____ DATA FOR THIS EXERCISE

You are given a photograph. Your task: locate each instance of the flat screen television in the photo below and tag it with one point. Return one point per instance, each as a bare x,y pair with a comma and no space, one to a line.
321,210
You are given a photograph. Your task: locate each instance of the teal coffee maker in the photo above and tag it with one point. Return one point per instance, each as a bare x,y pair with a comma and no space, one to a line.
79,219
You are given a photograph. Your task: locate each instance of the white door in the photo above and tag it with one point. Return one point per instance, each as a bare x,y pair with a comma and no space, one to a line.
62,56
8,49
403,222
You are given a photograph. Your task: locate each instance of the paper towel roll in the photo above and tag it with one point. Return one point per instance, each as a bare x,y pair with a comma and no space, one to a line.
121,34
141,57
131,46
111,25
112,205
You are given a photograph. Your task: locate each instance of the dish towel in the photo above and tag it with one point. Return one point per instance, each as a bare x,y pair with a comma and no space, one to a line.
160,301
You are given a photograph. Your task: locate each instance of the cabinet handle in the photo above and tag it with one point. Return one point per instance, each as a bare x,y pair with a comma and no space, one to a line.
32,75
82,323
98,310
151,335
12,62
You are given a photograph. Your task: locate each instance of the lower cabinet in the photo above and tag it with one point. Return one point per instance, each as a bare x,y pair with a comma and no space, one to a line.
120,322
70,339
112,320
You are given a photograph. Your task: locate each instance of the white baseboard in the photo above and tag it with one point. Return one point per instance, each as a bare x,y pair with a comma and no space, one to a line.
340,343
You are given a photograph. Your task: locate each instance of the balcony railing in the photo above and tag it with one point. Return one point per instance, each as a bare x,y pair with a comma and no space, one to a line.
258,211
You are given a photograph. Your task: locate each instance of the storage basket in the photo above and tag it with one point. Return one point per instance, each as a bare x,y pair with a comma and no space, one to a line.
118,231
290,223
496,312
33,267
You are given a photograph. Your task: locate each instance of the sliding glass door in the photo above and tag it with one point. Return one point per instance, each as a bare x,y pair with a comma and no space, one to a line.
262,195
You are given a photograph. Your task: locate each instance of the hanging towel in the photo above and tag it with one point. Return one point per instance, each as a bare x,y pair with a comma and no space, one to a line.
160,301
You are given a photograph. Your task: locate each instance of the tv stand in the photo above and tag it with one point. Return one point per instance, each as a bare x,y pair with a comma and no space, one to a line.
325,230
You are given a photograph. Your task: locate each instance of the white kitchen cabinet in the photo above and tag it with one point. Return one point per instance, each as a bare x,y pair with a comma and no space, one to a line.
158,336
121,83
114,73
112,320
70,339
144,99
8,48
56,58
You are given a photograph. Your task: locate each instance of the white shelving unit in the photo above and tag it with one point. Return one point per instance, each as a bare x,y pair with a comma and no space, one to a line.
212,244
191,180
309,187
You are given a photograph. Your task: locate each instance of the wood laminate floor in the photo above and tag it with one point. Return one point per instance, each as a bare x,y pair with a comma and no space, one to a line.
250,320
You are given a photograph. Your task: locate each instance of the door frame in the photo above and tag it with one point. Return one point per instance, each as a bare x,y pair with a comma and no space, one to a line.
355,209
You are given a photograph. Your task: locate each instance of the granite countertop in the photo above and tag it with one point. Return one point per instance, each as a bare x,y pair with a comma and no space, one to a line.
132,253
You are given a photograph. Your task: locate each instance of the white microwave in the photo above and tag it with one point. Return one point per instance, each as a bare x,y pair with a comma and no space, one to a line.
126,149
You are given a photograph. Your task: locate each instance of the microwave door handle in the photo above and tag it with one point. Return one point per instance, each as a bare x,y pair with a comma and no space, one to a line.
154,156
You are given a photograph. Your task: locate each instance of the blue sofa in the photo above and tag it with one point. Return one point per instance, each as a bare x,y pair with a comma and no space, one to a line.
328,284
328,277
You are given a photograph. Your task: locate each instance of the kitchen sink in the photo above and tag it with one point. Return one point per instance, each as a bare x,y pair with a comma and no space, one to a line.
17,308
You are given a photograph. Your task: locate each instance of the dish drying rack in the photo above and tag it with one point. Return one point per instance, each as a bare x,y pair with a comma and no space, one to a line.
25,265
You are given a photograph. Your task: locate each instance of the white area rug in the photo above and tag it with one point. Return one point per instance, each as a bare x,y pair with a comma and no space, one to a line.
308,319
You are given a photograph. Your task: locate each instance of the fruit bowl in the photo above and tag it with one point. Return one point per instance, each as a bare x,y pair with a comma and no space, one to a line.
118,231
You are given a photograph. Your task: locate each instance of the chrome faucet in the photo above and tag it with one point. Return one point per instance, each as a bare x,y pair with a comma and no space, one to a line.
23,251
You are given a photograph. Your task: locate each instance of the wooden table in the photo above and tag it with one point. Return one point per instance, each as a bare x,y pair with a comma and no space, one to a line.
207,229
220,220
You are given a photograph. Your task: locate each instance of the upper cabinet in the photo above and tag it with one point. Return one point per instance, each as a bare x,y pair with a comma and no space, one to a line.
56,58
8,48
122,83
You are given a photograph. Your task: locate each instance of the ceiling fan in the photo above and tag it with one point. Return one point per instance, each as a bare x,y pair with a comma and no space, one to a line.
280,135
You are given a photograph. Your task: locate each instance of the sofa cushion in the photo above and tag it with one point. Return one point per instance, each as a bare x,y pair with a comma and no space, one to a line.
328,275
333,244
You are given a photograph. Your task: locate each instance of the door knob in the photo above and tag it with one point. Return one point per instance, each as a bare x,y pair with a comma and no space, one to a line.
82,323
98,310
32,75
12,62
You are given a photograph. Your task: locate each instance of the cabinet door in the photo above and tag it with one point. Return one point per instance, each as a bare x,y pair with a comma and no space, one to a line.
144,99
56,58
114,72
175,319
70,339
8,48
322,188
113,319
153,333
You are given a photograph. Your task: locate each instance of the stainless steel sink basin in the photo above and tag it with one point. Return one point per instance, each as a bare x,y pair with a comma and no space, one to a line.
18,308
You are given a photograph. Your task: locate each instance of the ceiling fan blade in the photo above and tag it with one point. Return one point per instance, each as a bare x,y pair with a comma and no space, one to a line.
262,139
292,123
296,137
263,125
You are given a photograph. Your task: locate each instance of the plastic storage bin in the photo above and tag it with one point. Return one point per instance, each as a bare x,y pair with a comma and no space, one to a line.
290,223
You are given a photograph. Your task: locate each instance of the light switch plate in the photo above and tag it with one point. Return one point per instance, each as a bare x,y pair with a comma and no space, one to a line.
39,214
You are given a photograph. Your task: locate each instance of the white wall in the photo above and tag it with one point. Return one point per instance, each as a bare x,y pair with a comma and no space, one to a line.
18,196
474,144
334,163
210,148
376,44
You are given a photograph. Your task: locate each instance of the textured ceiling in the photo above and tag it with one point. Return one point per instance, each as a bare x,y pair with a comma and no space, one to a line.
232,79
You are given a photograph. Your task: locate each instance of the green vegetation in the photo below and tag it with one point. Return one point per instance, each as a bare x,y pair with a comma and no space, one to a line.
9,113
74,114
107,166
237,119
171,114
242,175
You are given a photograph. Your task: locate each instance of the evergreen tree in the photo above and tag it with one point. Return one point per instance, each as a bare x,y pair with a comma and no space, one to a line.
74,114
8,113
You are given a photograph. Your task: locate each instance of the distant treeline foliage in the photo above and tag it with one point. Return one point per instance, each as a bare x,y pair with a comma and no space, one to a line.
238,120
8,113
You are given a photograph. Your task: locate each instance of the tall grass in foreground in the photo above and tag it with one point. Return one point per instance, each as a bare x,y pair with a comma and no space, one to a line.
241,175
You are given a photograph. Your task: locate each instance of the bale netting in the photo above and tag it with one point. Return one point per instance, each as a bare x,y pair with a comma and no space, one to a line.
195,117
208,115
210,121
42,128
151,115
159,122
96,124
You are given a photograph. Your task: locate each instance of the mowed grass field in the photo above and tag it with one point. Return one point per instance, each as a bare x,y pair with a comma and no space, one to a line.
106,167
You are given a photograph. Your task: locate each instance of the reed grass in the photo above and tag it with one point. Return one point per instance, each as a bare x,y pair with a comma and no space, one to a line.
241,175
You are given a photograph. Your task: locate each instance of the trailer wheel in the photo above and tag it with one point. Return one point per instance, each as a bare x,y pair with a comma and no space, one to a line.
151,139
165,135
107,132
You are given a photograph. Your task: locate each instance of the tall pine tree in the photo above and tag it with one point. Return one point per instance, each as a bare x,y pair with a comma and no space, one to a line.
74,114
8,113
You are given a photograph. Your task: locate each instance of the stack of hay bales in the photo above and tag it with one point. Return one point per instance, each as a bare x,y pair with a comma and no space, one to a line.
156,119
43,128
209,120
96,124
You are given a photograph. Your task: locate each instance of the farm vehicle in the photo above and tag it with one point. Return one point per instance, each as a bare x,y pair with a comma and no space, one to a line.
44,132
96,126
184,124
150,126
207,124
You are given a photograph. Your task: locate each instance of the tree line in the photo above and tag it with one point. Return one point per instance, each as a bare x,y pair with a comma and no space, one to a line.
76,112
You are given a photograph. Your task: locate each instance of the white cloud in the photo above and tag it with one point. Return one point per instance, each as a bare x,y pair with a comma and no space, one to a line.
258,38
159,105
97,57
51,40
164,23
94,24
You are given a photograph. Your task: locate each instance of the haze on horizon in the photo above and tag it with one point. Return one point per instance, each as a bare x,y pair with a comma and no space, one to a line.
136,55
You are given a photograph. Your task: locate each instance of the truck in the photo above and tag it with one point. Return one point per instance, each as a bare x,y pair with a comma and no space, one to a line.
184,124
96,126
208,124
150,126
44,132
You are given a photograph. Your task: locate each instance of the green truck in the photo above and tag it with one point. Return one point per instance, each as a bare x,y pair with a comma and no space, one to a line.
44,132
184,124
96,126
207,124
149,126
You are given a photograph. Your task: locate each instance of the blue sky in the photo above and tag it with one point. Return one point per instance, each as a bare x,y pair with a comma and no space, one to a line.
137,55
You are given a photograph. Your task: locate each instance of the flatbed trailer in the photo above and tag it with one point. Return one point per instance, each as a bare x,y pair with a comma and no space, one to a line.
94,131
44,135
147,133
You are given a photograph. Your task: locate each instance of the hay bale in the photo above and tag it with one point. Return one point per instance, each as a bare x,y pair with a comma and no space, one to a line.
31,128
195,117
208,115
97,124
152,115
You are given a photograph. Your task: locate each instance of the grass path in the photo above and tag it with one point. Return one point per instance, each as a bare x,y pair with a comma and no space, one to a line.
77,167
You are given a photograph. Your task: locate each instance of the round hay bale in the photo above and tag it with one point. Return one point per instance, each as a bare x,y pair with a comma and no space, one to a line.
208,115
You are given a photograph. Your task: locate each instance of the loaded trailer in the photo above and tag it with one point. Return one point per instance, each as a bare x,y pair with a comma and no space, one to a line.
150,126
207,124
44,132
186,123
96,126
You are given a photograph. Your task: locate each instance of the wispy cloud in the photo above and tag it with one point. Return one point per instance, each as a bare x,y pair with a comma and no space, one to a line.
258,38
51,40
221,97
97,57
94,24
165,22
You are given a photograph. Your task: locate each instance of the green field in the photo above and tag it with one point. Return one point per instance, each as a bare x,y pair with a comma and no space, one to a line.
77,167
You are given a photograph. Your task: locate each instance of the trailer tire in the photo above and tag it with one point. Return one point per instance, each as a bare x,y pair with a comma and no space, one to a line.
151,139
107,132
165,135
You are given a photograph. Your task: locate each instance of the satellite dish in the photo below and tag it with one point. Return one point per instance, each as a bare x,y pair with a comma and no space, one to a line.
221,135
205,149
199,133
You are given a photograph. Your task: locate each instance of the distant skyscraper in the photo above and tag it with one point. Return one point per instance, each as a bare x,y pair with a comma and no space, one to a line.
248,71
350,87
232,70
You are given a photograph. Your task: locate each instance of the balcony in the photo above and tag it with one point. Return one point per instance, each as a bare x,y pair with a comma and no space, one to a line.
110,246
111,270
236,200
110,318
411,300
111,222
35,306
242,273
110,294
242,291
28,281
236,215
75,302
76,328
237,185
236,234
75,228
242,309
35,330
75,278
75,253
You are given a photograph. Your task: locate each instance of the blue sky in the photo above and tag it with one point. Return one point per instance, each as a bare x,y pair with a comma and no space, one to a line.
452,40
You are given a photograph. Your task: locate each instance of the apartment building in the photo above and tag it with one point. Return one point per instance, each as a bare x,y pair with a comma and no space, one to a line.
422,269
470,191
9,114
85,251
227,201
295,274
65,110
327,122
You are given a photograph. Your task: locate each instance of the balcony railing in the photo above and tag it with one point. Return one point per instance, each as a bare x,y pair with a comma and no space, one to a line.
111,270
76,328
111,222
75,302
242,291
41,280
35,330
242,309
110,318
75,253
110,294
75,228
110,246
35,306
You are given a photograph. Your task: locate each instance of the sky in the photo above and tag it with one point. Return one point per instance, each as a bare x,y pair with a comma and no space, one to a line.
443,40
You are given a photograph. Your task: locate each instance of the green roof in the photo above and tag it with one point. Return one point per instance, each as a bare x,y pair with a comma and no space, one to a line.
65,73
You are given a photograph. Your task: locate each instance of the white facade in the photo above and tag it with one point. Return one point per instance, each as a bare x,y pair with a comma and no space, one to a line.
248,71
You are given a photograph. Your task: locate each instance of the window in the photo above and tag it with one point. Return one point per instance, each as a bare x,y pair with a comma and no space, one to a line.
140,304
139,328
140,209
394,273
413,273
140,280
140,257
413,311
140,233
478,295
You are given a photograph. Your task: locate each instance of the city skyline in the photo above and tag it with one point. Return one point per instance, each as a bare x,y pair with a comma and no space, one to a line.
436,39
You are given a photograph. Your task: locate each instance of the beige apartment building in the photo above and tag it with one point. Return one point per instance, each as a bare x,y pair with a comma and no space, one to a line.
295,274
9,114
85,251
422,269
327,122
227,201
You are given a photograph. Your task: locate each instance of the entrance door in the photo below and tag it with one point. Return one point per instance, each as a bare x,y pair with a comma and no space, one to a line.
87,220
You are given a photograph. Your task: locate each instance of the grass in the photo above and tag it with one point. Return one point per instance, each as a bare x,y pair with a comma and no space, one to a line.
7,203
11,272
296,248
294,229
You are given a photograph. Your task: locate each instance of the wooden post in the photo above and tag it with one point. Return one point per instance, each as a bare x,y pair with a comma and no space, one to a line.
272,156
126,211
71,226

________

_WORK TO COMPLETE_
Your answer must be the line that contains "the wooden post" and every line after it to the end of the records, reproduced exactly.

_ANSWER TO THIS PROBLEM_
You are given a photograph. Your task: locate each instance of the wooden post in the photo above and tag it with one point. Return one point per instance, each as a bare x,y pair with a comma and no space, one to a line.
272,156
126,211
71,226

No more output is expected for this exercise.